##### Given information #####

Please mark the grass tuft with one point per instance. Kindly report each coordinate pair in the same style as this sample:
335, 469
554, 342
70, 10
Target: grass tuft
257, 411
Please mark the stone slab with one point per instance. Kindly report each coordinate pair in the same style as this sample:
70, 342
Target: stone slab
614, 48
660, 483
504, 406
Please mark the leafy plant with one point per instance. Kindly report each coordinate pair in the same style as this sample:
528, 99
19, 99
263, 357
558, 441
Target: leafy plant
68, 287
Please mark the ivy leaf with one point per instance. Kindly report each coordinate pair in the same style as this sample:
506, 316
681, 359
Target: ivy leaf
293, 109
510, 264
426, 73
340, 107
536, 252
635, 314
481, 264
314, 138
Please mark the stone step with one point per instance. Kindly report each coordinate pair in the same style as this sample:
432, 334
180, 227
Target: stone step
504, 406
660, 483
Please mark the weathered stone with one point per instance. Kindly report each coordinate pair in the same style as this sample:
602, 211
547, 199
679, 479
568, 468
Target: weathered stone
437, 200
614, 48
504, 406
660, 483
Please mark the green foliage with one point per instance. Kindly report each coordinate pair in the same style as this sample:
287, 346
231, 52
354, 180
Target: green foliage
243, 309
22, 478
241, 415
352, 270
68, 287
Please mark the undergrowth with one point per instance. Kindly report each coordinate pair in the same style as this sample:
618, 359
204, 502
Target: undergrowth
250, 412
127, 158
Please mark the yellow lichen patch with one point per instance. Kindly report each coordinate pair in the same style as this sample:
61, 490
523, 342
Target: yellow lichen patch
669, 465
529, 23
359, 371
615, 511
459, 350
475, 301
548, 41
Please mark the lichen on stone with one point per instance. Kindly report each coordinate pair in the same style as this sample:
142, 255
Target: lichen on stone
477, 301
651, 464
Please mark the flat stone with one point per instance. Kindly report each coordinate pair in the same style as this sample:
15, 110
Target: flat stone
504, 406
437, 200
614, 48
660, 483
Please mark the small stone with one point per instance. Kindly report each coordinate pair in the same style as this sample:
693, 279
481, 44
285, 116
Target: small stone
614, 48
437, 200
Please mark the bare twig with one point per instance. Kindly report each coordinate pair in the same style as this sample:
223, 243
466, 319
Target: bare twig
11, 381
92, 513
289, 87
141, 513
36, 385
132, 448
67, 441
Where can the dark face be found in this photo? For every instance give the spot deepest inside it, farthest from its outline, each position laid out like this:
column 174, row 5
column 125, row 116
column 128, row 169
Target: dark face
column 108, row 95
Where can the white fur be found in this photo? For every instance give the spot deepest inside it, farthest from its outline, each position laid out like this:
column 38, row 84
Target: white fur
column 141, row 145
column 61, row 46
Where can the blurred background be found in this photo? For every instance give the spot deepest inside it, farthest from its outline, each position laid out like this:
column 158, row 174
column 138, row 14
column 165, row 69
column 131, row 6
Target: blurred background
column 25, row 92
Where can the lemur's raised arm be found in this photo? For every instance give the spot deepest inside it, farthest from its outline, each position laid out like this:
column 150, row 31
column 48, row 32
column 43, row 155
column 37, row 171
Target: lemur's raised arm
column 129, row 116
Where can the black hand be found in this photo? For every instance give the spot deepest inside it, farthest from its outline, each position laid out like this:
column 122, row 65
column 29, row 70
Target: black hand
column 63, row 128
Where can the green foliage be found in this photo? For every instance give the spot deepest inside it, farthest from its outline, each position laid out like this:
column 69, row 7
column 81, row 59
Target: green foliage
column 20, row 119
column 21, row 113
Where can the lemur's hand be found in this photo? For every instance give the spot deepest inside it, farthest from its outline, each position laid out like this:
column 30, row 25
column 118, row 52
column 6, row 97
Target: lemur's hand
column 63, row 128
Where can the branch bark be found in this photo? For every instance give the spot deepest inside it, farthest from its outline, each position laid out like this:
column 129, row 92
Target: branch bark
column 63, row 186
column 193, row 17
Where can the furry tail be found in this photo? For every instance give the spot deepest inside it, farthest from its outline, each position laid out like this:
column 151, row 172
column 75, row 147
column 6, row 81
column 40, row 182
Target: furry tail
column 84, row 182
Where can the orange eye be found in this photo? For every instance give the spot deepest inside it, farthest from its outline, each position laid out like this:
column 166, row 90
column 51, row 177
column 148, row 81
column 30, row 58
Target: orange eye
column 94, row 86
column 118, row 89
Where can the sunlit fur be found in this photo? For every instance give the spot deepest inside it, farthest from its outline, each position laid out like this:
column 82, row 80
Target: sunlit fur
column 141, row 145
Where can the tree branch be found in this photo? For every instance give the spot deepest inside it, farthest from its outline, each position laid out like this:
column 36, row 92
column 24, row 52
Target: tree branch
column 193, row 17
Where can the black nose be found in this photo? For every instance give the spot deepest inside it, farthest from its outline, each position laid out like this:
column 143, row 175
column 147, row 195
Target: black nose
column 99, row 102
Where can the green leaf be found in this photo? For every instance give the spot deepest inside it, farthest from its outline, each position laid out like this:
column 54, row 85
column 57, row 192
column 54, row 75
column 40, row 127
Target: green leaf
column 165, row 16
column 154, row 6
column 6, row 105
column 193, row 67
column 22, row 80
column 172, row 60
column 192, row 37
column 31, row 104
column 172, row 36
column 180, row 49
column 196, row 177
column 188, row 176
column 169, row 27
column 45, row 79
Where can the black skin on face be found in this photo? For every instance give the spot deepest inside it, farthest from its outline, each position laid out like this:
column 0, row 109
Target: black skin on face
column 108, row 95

#####

| What to work on |
Could you rewrite the whole listing above with every "Target" changed to "Object" and nothing else altered?

| Task output |
Please mark the grass tuft with one point per instance. Kindly report each coordinate pair in the same style as this sample:
335, 469
554, 342
70, 10
Object: grass tuft
257, 411
Please mark the stone slab with one point per instance. Kindly report each coordinate pair in the same style as this sample:
70, 342
Object: stone slab
614, 48
660, 483
504, 406
Please mark the leafy plant with one point per instance. Kindly report each coordinate pair in the same style as this sample:
528, 99
19, 99
263, 357
558, 441
Object: leafy plant
68, 287
Please mark the ivy leaf with one point per instance. Kindly report each coordinate pair in the same style as this sample:
506, 316
681, 359
Object: ivy leaf
293, 109
510, 264
426, 73
340, 107
536, 252
635, 314
481, 264
314, 138
Please mark the stone step with one point per instance. Kindly report each coordinate pair in the same style as this sample:
432, 334
180, 227
Object: stone step
504, 406
660, 483
Please mark the weathered stone with one point per instance. Kindly report each coordinate pair in the same style as this sample:
602, 211
547, 199
679, 479
568, 468
Object: weathered stone
437, 200
614, 48
504, 406
660, 483
Please mark the green foliage with one point per instance. Kindly report each coordinate pair in the same style as this sample:
287, 346
231, 52
354, 180
Object: green foliage
243, 309
22, 478
241, 415
352, 270
68, 287
Please mark the undergrowth with one point per instance. Kindly report each coordinate pair in the same style as this sample:
618, 359
204, 502
Object: undergrowth
250, 412
127, 158
Please mark the yellow lichen patch with one point per instance. Kindly report each coordinate pair in the same style as this sample:
61, 490
523, 342
Object: yellow lichen patch
669, 465
529, 23
359, 371
615, 511
459, 350
475, 301
548, 41
Please mark the lichen on stone with one point per instance. Kindly report each coordinate pair in the same style as this sample:
142, 255
Object: lichen on stone
477, 301
651, 464
Please mark the flat stone with one point per instance. Kindly report each coordinate pair in the same style as this sample:
15, 110
Object: flat stone
504, 406
437, 200
614, 48
660, 483
Please mark the small stone with one point per instance. Kindly report each coordinate pair in the same style as this sample:
693, 279
481, 44
285, 116
Object: small stone
614, 48
437, 200
Please mark the bare twig with one point per instance. Kindly report each coordinate pair in the same style as this sample:
223, 243
466, 319
Object: bare twig
11, 381
92, 513
289, 87
141, 513
36, 385
132, 448
67, 441
Where can the dark face be found in this photo? For every instance give the spot deepest inside it, farthest from its outline, each position laid out like this:
column 174, row 5
column 125, row 116
column 128, row 169
Object: dark face
column 108, row 95
Where can the white fur be found in this photo? For every instance give the spot deepest inside it, farthest from its outline, each position laid out like this:
column 38, row 84
Object: white fur
column 141, row 145
column 61, row 46
Where can the blurred background be found in this photo? For every instance give the spot deepest inside it, farthest from its outline, each position laid out like this:
column 158, row 174
column 138, row 14
column 165, row 69
column 131, row 6
Object: blurred background
column 25, row 92
Where can the lemur's raised arm be found in this photo? For every instance give the spot deepest inside it, farthest from its outline, each position laid out like this:
column 150, row 31
column 48, row 32
column 43, row 155
column 37, row 171
Object: lemur's raised arm
column 129, row 116
Where can the black hand be found in this photo? For every instance give the spot deepest inside it, farthest from its outline, each position laid out like this:
column 122, row 65
column 29, row 70
Object: black hand
column 63, row 128
Where can the green foliage be found in this photo? For every instance give the spot deepest inside it, farthest from its outline, each position laid out like this:
column 69, row 7
column 81, row 59
Object: green foliage
column 20, row 119
column 21, row 113
Where can the lemur's hand be found in this photo? For every instance give the spot deepest inside it, farthest from its outline, each position laid out like this:
column 30, row 25
column 118, row 52
column 6, row 97
Object: lemur's hand
column 63, row 128
Where can the branch bark be found in this photo? For every instance give the spot deepest inside it, farthest from its outline, each position laid out like this:
column 129, row 92
Object: branch bark
column 63, row 186
column 193, row 17
Where can the furry tail be found in this photo? For every instance give the spot deepest inside it, farthest from its outline, each position laid out like this:
column 151, row 172
column 75, row 147
column 6, row 81
column 40, row 182
Object: furry tail
column 84, row 182
Where can the orange eye be found in this photo? For every instance give the spot deepest inside it, farthest from its outline, each position laid out like this:
column 166, row 90
column 51, row 177
column 148, row 81
column 30, row 58
Object: orange eye
column 94, row 86
column 118, row 89
Where can the sunlit fur be found in this photo? For every instance give the spot deepest inside it, farthest from its outline, each position laid out like this:
column 82, row 80
Object: sunlit fur
column 141, row 145
Where can the tree branch be found in this photo? For every instance give the spot deepest inside it, farthest from its outline, each position laid out like this:
column 36, row 92
column 24, row 52
Object: tree branch
column 193, row 17
Where can the black nose be found in this photo? For every instance give the spot deepest inside it, farthest from its outline, each position laid out like this:
column 143, row 175
column 147, row 195
Object: black nose
column 99, row 102
Where can the green leaf be found in this photo? For every instance give the spot deepest inside it, farthest from its outline, each position laid out like this:
column 54, row 85
column 57, row 192
column 54, row 75
column 40, row 127
Object: green leaf
column 165, row 16
column 154, row 6
column 6, row 105
column 193, row 67
column 22, row 80
column 172, row 60
column 192, row 37
column 31, row 104
column 172, row 36
column 180, row 49
column 196, row 177
column 188, row 176
column 169, row 27
column 45, row 79
Where can the black skin on face be found in this photo? For every instance give the spot deepest inside it, farthest from its outline, each position laid out like this:
column 0, row 109
Object: black skin on face
column 108, row 95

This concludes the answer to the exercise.